*EXCERPT PROVIDED*:
/---

Consider an Array of Benefits
Among the voluntary benefits Buckey anticipates seeing in 2022 are contagious disease riders, critical illness plans, hospital indemnity plans, expanded employee assistance programs (EAPs) and increased mental health support.
Reid expects employers will transition away from trying to simplify or personalize the benefits menu with what they think their workforce needs to offering a wider array of voluntary benefits. Due to the combination of varying employee needs and an evolved marketplace with a wider range of products, not every employee will use or even need the same benefits, he says. Coming out of a pandemic, employees are more conscious of their health care needs, especially when making decisions that significantly weigh on their health. They’re going to be picky when it comes to the benefits they want, he says.

\---

*DATASET RECORDS*:

/---

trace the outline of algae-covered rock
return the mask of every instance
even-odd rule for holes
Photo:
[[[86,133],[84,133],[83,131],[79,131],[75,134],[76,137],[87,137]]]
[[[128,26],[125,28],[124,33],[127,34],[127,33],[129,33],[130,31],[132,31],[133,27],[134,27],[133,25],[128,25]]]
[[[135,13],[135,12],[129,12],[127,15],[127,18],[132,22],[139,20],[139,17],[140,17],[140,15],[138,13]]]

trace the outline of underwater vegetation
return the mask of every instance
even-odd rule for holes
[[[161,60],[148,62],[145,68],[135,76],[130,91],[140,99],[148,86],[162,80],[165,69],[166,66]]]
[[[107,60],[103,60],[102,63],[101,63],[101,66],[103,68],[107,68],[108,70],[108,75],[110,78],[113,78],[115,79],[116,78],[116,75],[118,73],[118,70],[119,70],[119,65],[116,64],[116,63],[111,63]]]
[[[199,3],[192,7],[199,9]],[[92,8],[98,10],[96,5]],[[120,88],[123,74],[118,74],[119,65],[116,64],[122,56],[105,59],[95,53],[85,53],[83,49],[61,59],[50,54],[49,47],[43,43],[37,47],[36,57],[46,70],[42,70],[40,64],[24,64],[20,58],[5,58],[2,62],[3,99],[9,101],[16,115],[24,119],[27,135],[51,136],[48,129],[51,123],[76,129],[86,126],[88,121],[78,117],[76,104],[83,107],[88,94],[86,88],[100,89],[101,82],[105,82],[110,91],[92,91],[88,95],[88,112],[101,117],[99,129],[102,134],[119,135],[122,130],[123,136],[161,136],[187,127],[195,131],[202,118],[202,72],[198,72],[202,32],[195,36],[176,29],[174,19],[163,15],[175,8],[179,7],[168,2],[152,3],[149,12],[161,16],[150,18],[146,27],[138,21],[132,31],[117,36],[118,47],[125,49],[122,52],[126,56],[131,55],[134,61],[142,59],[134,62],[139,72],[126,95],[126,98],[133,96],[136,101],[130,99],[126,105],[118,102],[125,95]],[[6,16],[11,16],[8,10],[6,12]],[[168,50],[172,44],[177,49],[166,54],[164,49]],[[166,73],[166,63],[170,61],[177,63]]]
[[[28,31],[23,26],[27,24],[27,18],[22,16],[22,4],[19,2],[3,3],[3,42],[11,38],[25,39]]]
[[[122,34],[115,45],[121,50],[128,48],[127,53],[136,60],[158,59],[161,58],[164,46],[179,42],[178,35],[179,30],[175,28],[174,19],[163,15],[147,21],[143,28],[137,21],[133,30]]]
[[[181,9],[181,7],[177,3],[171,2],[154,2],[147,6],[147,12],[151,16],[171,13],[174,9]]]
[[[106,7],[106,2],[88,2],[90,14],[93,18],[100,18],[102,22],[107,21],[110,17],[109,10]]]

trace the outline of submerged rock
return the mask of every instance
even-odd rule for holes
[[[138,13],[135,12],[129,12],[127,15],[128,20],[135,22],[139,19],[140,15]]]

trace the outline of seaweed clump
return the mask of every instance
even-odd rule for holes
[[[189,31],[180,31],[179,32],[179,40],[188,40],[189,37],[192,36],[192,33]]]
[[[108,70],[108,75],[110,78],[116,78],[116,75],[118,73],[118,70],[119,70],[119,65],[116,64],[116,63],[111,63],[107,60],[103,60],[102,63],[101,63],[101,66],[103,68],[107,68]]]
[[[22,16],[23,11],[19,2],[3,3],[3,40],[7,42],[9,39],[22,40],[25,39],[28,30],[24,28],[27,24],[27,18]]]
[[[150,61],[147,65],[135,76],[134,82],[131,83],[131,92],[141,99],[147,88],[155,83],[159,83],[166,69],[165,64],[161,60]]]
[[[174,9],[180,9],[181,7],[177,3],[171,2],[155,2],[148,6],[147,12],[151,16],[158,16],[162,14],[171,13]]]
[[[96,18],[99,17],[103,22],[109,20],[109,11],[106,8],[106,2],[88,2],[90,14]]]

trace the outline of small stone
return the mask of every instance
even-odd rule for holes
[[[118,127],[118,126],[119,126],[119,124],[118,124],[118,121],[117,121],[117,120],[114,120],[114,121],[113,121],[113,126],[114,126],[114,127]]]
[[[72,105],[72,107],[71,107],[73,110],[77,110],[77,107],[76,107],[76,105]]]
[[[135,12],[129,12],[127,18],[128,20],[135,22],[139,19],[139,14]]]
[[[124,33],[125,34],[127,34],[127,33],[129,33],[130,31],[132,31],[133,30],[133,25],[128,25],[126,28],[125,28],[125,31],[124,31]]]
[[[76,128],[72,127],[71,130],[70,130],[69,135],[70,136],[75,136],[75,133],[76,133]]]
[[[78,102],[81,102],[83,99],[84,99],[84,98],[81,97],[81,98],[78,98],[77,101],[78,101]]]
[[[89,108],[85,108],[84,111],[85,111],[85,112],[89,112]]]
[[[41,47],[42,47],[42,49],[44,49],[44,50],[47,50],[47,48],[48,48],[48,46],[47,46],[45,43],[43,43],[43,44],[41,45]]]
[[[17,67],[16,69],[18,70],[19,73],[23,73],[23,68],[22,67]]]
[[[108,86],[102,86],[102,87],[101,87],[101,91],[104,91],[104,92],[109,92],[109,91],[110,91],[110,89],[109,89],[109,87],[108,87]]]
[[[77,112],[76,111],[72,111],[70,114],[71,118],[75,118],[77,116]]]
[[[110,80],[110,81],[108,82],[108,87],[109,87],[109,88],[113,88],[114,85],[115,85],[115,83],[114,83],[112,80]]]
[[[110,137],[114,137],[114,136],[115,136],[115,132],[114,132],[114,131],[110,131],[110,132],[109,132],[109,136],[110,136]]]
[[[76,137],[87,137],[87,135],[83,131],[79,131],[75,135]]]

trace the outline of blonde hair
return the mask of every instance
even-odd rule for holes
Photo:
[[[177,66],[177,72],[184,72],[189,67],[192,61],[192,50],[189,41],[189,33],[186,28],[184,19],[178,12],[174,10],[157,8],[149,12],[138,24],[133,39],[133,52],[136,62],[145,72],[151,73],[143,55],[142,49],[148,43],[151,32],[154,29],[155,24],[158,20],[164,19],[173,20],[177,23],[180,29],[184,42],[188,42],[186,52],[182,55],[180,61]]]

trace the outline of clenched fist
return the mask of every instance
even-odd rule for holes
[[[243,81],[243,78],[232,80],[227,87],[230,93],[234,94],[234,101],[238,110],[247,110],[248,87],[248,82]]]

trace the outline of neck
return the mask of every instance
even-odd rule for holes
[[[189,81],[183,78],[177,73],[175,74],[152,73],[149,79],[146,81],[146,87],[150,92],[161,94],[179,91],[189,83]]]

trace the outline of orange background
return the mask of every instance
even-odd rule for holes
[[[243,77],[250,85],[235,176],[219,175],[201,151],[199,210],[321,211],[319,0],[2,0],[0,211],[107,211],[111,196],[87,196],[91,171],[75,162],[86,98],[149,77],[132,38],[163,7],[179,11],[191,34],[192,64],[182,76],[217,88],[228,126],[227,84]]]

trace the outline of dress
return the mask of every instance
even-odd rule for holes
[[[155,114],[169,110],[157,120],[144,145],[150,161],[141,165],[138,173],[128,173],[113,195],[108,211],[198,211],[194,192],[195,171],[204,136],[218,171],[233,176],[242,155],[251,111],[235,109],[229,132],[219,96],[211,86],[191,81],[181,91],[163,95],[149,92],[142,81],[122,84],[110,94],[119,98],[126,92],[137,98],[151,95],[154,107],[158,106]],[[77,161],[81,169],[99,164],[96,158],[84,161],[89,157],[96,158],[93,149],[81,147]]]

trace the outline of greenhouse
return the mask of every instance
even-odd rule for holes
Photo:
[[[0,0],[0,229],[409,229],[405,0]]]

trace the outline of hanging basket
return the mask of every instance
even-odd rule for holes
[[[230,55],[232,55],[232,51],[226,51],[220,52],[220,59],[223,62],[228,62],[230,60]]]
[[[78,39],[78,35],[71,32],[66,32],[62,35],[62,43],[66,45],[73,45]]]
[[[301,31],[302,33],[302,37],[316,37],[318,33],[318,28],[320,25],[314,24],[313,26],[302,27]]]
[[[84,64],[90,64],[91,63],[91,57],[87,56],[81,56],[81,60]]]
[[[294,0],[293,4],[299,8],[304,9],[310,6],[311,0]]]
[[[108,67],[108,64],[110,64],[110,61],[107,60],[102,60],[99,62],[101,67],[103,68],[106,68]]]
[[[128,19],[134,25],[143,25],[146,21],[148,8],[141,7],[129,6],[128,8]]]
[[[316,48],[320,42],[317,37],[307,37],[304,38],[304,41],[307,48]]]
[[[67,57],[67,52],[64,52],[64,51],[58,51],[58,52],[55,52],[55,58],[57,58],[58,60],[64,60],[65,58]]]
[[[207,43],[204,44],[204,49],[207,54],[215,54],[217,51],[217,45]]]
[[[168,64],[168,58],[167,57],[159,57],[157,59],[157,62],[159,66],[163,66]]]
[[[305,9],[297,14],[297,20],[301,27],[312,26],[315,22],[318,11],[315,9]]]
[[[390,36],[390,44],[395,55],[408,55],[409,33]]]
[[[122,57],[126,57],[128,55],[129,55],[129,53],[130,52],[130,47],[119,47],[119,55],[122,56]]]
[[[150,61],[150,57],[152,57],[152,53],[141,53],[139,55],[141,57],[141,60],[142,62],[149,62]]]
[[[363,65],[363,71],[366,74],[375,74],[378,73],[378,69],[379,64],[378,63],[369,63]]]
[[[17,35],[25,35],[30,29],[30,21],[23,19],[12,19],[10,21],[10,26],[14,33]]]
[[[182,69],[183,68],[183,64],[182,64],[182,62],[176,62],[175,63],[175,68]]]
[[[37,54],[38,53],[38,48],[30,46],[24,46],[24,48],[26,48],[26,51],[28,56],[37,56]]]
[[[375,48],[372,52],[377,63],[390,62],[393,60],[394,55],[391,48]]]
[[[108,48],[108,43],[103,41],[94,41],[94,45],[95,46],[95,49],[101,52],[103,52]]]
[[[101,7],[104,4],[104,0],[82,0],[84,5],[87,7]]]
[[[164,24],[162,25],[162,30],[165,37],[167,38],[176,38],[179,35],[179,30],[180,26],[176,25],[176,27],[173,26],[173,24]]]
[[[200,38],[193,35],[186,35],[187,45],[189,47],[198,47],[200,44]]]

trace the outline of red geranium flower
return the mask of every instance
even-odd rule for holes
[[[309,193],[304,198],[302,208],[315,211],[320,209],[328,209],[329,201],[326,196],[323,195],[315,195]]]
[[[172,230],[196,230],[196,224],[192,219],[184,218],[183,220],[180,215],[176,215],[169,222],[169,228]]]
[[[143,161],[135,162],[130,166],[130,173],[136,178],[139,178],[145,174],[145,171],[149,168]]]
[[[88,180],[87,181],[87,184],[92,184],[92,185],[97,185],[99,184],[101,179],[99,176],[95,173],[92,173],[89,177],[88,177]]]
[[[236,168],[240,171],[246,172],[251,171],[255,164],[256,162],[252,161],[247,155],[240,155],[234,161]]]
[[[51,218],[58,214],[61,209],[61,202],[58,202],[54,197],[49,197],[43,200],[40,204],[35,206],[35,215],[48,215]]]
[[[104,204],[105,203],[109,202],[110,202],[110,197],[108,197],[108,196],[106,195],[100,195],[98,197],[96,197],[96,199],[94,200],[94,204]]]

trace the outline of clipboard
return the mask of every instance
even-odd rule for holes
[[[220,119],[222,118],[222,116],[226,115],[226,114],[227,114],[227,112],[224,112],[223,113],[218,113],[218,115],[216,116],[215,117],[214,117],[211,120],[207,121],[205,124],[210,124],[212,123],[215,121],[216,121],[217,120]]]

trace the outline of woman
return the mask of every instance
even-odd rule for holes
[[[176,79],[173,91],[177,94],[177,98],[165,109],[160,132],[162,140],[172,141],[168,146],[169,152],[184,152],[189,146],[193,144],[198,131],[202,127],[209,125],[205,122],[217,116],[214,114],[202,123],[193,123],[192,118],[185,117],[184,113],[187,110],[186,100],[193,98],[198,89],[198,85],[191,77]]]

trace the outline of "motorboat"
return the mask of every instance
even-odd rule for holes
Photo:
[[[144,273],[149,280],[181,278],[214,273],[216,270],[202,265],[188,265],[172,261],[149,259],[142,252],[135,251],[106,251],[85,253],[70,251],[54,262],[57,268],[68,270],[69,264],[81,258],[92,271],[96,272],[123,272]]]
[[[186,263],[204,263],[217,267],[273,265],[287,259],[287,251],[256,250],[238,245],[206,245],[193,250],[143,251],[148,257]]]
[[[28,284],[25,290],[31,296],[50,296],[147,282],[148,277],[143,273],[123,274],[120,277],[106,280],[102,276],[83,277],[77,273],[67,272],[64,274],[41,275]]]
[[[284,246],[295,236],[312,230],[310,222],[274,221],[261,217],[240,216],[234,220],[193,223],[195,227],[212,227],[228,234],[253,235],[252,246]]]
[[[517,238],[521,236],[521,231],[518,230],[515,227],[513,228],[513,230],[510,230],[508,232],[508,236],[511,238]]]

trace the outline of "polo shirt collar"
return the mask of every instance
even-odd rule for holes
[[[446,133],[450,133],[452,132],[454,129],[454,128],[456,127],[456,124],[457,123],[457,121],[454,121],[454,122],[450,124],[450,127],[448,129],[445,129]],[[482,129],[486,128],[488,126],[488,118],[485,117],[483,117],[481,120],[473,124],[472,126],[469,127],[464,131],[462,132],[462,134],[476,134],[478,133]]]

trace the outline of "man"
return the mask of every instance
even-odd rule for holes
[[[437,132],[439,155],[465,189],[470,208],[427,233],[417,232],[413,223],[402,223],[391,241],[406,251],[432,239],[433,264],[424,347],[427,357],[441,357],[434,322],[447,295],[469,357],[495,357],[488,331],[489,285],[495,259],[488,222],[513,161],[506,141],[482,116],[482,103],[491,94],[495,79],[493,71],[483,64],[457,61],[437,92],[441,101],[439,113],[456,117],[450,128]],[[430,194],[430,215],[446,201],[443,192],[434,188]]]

\---

*WHAT YOU NEED TO DO*:
(a) In the excerpt on voluntary benefits, how would you translate this sentence into Spanish: "They’re going to be picky when it comes to the benefits they want, he says."
(b) Answer these questions on the excerpt on voluntary benefits:
(i) In what year does Buckey anticipate seeing the listed voluntary benefits?
(ii) What abbreviation does the text give for employee assistance programs?
(iii) Coming out of a pandemic, what are employees more conscious of?

*TASK-BY-TASK ANSWERS*:
(a) Van a ser exigentes en cuanto a los beneficios que quieren, dice él.

(b)
(i) 2022
(ii) EAPs
(iii) Their health care needs